REQUIRED WORK
Write out only the tail of the records, beginning at the line containing "Where can you see the person sitting" and including the last line, exactly as written.

##### THE INPUT #####

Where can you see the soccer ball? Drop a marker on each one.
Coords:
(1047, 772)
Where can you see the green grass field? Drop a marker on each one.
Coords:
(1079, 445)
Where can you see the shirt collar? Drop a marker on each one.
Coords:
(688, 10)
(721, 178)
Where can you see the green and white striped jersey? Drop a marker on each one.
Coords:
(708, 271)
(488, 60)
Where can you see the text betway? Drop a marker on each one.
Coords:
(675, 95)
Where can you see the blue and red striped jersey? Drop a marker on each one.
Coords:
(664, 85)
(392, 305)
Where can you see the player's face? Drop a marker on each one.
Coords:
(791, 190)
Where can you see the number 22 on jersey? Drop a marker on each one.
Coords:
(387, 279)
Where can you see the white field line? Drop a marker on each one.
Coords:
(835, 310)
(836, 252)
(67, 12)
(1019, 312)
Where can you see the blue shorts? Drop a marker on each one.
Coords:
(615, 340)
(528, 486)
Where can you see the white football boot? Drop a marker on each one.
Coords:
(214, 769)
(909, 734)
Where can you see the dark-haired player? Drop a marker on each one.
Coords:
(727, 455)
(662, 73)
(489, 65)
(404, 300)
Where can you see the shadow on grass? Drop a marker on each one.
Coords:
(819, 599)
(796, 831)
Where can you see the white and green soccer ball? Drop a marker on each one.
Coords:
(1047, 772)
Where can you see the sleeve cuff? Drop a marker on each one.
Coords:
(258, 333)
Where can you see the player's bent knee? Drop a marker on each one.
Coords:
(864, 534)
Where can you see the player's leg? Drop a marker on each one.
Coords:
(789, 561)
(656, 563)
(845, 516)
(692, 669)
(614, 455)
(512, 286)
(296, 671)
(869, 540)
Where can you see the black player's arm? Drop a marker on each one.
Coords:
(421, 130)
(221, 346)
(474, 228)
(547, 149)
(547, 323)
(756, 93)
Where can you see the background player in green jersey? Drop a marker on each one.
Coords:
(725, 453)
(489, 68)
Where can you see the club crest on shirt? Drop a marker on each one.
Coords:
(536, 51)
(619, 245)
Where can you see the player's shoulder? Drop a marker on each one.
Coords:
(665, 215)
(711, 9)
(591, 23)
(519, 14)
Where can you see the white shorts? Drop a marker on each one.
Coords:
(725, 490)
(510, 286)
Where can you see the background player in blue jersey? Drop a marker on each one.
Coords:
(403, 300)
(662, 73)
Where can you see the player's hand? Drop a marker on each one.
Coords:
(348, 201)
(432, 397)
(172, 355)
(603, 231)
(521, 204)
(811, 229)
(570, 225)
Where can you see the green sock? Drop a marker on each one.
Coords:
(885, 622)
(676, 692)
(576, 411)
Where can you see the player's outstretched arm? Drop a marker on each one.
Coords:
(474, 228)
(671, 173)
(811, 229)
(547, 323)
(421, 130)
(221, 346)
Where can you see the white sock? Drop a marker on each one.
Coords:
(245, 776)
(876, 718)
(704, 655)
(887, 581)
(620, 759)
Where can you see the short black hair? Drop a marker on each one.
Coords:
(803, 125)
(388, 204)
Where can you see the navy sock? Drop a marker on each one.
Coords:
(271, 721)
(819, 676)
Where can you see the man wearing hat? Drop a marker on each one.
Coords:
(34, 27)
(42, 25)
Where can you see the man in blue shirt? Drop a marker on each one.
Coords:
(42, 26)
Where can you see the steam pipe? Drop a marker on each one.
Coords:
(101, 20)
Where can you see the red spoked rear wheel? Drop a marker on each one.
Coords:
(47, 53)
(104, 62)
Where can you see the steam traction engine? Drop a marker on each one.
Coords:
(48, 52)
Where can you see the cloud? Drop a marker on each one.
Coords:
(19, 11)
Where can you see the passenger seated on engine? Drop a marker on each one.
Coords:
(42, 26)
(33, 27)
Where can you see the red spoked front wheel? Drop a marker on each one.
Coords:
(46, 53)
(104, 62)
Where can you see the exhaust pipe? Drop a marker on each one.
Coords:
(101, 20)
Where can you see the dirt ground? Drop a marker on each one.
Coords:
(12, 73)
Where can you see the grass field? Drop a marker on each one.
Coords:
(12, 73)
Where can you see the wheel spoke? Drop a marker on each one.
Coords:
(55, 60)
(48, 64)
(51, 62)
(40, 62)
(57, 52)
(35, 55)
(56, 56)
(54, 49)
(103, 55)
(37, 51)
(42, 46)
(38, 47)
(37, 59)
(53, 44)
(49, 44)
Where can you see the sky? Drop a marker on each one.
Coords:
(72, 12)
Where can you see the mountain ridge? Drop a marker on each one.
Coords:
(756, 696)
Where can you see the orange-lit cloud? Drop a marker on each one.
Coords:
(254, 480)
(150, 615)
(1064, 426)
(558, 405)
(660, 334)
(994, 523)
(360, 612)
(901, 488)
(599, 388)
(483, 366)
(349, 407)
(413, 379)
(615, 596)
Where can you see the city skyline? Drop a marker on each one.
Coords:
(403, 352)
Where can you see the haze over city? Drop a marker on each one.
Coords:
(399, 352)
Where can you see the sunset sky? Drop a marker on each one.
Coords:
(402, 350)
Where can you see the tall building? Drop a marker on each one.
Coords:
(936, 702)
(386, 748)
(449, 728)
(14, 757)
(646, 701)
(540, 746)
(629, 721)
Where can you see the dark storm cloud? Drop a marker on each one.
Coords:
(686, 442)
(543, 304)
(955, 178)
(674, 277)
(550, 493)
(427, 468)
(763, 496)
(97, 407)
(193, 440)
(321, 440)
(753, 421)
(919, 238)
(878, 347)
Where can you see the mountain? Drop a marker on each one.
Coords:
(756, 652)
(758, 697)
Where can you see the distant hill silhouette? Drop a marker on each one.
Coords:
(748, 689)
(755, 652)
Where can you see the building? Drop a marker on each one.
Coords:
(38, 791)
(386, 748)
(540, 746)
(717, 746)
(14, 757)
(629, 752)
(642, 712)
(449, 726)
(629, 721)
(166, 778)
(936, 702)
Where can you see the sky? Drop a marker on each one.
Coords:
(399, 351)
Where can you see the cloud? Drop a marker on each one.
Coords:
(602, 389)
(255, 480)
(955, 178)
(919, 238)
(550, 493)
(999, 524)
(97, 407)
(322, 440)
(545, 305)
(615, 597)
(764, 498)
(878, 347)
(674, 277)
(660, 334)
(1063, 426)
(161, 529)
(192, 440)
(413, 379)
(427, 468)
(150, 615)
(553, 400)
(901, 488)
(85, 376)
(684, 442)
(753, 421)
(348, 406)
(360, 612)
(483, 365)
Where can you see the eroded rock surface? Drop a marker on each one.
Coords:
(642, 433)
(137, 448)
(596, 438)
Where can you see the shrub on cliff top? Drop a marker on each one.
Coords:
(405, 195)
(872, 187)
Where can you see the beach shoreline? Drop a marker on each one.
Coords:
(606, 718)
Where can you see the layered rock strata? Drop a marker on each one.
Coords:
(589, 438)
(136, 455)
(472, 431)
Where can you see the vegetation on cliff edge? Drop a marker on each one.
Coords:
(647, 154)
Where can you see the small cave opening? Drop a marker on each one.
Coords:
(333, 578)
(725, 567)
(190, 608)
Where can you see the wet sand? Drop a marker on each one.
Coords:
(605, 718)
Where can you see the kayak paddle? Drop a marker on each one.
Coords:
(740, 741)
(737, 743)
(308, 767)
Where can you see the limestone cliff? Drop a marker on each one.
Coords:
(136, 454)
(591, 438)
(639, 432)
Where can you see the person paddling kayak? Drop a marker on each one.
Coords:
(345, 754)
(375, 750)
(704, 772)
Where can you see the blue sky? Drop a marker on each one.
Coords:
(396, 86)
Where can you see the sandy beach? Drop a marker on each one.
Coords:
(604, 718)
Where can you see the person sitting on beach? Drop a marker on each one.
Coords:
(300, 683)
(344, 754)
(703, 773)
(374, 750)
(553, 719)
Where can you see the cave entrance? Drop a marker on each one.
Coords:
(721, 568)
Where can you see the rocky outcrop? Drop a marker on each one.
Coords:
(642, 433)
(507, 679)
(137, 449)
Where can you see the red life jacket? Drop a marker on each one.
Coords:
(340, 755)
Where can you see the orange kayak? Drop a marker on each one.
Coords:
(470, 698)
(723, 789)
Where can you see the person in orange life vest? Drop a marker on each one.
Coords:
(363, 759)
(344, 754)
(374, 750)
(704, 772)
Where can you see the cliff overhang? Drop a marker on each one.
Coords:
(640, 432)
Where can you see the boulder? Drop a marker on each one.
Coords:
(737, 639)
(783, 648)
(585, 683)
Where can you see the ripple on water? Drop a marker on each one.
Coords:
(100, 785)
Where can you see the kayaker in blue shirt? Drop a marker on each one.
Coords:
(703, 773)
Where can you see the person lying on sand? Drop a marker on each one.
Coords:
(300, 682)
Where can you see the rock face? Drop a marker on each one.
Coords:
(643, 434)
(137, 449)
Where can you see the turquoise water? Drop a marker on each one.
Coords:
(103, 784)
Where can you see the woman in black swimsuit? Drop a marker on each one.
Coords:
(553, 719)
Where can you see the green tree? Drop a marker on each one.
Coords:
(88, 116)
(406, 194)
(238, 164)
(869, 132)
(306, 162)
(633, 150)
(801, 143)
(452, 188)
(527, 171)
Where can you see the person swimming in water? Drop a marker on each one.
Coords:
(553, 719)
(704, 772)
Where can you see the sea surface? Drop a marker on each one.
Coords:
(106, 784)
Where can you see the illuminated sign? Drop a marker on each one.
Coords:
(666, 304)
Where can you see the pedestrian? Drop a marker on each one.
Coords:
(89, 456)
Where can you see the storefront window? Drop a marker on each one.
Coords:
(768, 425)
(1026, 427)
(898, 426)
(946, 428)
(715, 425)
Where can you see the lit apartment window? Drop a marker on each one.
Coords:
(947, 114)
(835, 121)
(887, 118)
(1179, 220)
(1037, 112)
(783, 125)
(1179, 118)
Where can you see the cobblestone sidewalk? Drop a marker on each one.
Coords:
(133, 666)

#####

FINAL RESULT
Where can you see the person sitting on beach? Drop a marker on each one.
Coords:
(300, 683)
(344, 754)
(703, 773)
(374, 750)
(553, 719)
Where can you see the cave entrance? Drop a marker on each one.
Coords:
(721, 568)
Where can you see the rocky outcrop? Drop a marker on each one.
Coords:
(642, 433)
(507, 679)
(137, 449)
Where can you see the red life jacket? Drop a marker on each one.
Coords:
(340, 755)
Where can you see the orange kayak? Drop a marker on each one.
Coords:
(470, 698)
(723, 789)
Where can you see the person in orange life vest? Drop a marker on each one.
Coords:
(363, 759)
(344, 754)
(374, 750)
(704, 772)
Where can you see the cliff overhang? Drop a marker on each one.
Coords:
(640, 432)
Where can you see the boulder? Drop a marker on each one.
Coords:
(737, 639)
(783, 648)
(585, 683)
Where can you see the ripple on water? Drop a marker on each one.
Coords:
(100, 785)
Where can you see the kayaker in blue shirt? Drop a marker on each one.
Coords:
(703, 773)
Where can you see the person lying on sand? Drop a marker on each one.
Coords:
(300, 682)
Where can you see the rock face? Drop a marker on each one.
Coords:
(643, 434)
(137, 449)
Where can you see the turquoise water? Drop a marker on each one.
Coords:
(103, 784)
Where can you see the woman in black swimsuit? Drop a marker on each one.
Coords:
(553, 719)
Where can you see the green tree? Drop a marker on each one.
Coords:
(88, 116)
(406, 194)
(238, 164)
(869, 132)
(306, 162)
(633, 150)
(801, 143)
(452, 188)
(527, 171)
Where can you see the person swimming in water? Drop a marker on each one.
Coords:
(553, 719)
(704, 772)
Where can you see the sea surface? Drop a marker on each one.
Coords:
(106, 784)
Where can you see the illuminated sign? Drop a marker on each one.
Coords:
(666, 304)
Where can you see the pedestrian? Drop a marker on each one.
Coords:
(89, 456)
Where can you see the storefront window? Drop a marker on each one.
Coords:
(768, 425)
(1026, 427)
(898, 426)
(946, 428)
(715, 425)
Where can you see the lit apartment window? Drop a marker on each one.
Coords:
(947, 114)
(835, 121)
(887, 118)
(1179, 220)
(1037, 112)
(783, 125)
(1179, 118)
Where can you see the cobblestone sidewalk? Drop a marker on each one.
Coords:
(133, 666)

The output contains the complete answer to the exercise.